Problem statement
Copy the records word for word, starting at their first line and ending with the line that contains "positive clicks: (437, 198)", including both of those lines.

========================================

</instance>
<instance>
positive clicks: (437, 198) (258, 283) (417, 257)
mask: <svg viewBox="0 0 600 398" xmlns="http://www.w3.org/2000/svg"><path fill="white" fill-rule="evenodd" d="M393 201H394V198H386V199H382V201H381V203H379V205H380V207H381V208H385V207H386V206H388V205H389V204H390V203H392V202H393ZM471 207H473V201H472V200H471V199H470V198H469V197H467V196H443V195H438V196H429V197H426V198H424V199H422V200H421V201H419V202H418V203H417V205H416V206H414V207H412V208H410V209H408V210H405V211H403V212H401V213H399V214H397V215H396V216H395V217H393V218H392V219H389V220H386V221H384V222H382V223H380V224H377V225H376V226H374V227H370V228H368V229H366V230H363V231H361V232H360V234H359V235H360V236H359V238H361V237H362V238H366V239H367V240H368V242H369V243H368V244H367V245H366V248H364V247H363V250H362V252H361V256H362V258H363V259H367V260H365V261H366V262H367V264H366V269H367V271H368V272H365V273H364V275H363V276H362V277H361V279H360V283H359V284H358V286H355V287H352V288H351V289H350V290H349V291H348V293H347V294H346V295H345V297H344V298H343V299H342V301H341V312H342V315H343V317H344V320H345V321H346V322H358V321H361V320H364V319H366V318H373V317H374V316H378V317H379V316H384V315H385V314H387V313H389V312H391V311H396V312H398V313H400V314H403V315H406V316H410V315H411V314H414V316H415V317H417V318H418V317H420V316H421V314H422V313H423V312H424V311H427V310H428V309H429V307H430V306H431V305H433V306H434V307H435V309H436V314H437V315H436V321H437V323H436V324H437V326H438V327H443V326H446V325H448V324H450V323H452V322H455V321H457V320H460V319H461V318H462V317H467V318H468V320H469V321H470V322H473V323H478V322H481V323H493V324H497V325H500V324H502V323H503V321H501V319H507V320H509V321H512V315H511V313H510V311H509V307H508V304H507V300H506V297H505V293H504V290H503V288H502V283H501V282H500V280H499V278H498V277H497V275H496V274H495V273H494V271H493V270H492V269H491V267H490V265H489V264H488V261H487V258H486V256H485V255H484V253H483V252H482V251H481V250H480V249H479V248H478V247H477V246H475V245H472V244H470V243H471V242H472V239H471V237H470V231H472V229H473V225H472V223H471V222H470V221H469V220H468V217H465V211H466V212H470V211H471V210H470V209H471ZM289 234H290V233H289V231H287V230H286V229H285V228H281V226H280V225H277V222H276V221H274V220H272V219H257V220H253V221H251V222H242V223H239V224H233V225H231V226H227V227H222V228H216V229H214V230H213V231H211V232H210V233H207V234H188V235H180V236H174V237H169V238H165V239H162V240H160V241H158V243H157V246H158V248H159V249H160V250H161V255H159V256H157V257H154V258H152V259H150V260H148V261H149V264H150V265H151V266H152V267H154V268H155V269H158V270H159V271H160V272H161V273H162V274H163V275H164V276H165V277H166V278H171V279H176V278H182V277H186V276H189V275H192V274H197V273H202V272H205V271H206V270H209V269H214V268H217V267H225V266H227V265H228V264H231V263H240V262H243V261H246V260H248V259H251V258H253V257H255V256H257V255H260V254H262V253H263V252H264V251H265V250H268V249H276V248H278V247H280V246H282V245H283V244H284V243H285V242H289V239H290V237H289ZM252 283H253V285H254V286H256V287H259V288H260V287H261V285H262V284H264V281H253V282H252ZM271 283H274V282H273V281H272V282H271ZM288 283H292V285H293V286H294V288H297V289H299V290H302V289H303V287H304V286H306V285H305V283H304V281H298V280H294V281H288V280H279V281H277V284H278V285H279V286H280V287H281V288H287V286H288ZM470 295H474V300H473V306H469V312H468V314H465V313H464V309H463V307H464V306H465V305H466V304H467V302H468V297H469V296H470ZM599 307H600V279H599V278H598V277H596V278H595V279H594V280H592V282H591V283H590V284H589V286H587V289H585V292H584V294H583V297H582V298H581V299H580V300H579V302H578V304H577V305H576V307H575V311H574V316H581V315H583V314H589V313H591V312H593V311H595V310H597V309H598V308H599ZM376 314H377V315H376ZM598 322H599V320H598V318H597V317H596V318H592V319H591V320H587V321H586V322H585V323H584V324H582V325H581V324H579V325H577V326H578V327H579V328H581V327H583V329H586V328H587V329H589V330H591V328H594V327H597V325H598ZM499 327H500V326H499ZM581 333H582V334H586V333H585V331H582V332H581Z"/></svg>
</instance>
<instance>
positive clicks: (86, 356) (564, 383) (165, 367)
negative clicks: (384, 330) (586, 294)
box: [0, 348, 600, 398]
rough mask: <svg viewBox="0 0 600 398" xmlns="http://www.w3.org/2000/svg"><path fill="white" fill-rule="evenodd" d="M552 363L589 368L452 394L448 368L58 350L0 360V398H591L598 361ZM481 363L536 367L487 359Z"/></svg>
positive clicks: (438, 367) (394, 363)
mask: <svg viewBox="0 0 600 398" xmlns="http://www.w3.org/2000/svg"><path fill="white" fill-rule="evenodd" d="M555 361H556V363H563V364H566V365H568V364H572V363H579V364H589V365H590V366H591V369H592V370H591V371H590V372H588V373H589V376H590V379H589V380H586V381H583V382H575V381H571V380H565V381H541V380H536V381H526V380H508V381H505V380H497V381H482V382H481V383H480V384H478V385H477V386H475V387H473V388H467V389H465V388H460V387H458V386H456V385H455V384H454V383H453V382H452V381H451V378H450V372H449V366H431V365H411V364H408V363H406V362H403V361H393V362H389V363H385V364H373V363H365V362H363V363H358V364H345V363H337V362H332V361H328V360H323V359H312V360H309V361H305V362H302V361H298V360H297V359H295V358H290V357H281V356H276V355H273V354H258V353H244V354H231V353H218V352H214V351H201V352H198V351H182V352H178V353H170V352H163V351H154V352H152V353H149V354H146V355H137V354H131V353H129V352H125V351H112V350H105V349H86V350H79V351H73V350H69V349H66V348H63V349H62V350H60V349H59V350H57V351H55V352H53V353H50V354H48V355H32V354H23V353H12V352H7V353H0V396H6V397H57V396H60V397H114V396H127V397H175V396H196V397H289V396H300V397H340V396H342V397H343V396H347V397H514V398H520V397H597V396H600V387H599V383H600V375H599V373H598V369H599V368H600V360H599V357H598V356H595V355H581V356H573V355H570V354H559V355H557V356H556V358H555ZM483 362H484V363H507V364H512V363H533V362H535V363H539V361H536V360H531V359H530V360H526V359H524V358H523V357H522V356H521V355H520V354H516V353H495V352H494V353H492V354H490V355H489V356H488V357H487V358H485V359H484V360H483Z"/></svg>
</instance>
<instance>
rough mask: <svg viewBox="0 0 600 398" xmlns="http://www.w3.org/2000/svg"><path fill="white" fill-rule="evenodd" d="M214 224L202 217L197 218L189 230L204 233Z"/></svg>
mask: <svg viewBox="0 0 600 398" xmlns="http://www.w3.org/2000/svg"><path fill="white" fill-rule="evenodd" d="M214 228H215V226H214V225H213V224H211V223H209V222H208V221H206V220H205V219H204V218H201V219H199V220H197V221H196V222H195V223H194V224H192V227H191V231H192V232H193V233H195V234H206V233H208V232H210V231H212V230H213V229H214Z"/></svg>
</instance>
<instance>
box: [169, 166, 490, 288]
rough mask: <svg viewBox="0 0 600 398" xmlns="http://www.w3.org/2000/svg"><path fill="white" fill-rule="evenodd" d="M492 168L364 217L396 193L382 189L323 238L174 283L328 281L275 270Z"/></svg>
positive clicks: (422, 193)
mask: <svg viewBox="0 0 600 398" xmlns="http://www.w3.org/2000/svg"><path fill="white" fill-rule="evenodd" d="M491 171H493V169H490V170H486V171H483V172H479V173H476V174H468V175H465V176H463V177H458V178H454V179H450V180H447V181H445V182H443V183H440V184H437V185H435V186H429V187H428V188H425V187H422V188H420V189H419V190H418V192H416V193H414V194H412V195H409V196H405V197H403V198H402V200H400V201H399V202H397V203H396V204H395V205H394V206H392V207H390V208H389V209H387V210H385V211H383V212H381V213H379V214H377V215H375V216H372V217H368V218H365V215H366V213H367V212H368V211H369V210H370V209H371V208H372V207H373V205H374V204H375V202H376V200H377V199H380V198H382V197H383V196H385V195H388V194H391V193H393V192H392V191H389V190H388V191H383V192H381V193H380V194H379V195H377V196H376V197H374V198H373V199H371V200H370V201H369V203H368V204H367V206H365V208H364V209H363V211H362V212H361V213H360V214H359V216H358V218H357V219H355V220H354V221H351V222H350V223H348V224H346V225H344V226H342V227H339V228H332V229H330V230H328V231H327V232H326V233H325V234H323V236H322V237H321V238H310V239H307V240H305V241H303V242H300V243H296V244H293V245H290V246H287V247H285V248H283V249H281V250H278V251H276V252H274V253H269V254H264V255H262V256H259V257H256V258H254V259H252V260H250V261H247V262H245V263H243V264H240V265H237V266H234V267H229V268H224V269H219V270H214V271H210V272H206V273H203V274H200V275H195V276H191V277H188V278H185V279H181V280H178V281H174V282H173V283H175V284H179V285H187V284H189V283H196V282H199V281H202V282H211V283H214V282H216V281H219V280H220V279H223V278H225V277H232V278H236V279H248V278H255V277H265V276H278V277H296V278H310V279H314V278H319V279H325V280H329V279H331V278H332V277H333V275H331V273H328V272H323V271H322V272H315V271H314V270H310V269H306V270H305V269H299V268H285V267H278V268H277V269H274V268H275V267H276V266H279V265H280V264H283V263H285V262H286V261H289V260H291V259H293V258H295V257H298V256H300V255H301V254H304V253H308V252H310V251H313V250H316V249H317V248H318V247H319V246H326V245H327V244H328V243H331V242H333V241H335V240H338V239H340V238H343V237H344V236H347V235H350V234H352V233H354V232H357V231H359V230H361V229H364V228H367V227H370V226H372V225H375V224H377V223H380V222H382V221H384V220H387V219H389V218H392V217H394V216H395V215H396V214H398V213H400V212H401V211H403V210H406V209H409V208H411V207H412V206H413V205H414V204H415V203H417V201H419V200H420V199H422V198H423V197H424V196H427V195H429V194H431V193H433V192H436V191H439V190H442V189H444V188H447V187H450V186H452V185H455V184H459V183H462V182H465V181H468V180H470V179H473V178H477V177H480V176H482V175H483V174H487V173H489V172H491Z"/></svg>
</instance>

========================================

Written answer
</instance>
<instance>
positive clicks: (437, 198) (258, 283) (417, 257)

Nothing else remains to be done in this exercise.